**DATASET CONTENT:**

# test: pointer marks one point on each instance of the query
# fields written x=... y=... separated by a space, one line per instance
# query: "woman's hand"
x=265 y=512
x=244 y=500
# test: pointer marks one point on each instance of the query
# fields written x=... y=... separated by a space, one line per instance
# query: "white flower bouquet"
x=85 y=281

**AIM OF THE EXERCISE:** From start to finish, retype the records above with complete accuracy.

**EXERCISE RESPONSE:**
# test: pointer marks one point on each instance of the query
# fields written x=... y=... separated by a space, one line per instance
# query: "woman's hand"
x=265 y=512
x=244 y=500
# test: pointer marks one point on each instance of the query
# fields written x=... y=... separated by a space, one line per instance
# query: "white flower bouquet"
x=85 y=281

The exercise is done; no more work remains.